**DOCUMENT TEXT:**

** Begin **

I was working as a Head of Engineering without a dedicated Product person. I needed to quickly turn strategy documents into actionable tickets, so I plugged in a Linear MCP for project management and Todoist for my personal tasks. My plan was simple: dropping in documents and thoughts, then generating properly linked tickets assigned to the right people.

But then something interesting happened. I gave the AI a large, vague task like "implement user authentication." Instead of creating a single ticket, it:

  • Broke the task into subtasks (phased out tasks that can be completed and tested independently)

  • Set up dependencies between them

  • Added test criteria to each subtask

  • Included security considerations

I never asked it to do any of this. The AI looked at the context (engineering project in Linear), understood the implications, and structured the work the way an experienced PM with a background in engineering would.

This wasn't a workflow I had configured. It was emergent behavior - the AI combining its understanding of software development with the capabilities of the Linear API to create something more useful than what I'd asked for.

Why This Matters More Than You Think

Traditional automation tools like Zapier would require you to explicitly program each of these steps. If this, then that. Deterministic and predictable.

MCPs enable something fundamentally different. When an AI can see multiple tools at once and understand their capabilities, it starts finding creative solutions to problems. It's not following a script - it's actively problem-solving.

** End **

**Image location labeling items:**

** Begin **

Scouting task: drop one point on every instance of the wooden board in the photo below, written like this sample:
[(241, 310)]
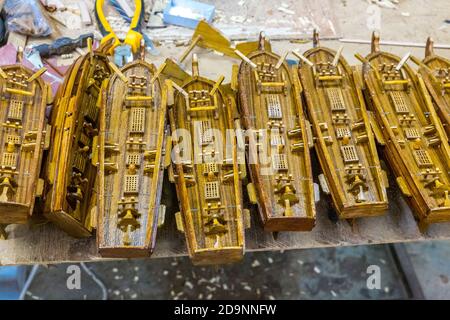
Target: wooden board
[(23, 123), (436, 75), (345, 144), (69, 171), (207, 177), (132, 131), (416, 146), (278, 148)]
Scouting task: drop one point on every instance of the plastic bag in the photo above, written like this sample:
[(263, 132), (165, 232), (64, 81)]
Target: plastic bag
[(25, 16)]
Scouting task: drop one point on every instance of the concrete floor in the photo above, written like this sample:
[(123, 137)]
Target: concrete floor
[(335, 273)]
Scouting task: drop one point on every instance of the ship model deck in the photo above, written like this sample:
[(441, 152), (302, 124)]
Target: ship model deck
[(278, 156), (345, 144), (206, 170), (70, 172), (22, 138), (435, 71), (132, 122), (415, 144)]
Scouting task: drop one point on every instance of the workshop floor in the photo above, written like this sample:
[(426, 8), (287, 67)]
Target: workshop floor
[(334, 273)]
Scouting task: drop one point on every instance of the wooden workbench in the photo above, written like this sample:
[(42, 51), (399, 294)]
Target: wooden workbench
[(46, 244)]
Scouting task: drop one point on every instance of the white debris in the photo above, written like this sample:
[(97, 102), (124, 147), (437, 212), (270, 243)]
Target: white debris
[(189, 285), (211, 289), (388, 4), (288, 11), (255, 264), (237, 19), (185, 12)]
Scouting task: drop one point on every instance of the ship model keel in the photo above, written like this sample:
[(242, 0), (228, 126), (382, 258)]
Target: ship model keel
[(345, 144), (71, 173), (24, 97), (278, 141), (131, 141), (415, 144), (205, 169)]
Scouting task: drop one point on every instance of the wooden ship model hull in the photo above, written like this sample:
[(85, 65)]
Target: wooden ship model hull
[(22, 141), (206, 170), (345, 144), (435, 71), (278, 157), (416, 146), (132, 123), (71, 174)]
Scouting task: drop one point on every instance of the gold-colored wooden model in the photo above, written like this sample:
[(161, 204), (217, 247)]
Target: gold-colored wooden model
[(131, 141), (71, 173), (279, 142), (415, 144), (24, 97), (345, 144), (205, 167), (435, 71)]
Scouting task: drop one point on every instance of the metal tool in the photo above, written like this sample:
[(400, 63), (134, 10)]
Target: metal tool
[(63, 45), (122, 50)]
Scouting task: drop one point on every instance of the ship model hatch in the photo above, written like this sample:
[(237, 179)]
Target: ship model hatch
[(71, 173), (131, 141), (278, 148), (345, 144), (22, 141), (205, 168), (416, 145)]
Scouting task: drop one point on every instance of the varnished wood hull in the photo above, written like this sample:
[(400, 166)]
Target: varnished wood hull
[(435, 85), (296, 166), (416, 146), (22, 112), (70, 173), (124, 182), (339, 119), (209, 196)]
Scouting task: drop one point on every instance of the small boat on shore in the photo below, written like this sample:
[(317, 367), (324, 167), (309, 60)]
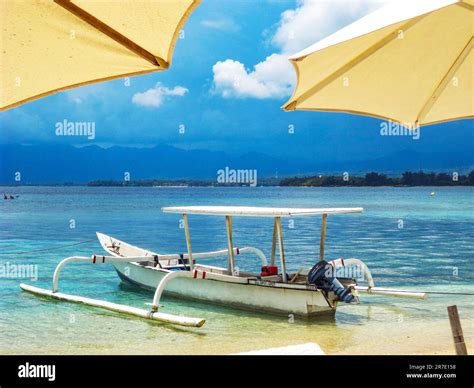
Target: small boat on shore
[(308, 292)]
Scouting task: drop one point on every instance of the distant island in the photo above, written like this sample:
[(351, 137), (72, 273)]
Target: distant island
[(370, 179)]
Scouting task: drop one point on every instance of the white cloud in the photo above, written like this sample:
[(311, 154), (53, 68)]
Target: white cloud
[(272, 78), (154, 97), (221, 24), (297, 29)]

** End **

**WHAT YOU WILL DO:**
In the account of using a Linear MCP, which tool did the writer connect for personal tasks? The items have no connection to the text.

**FULL ANSWER:**
Todoist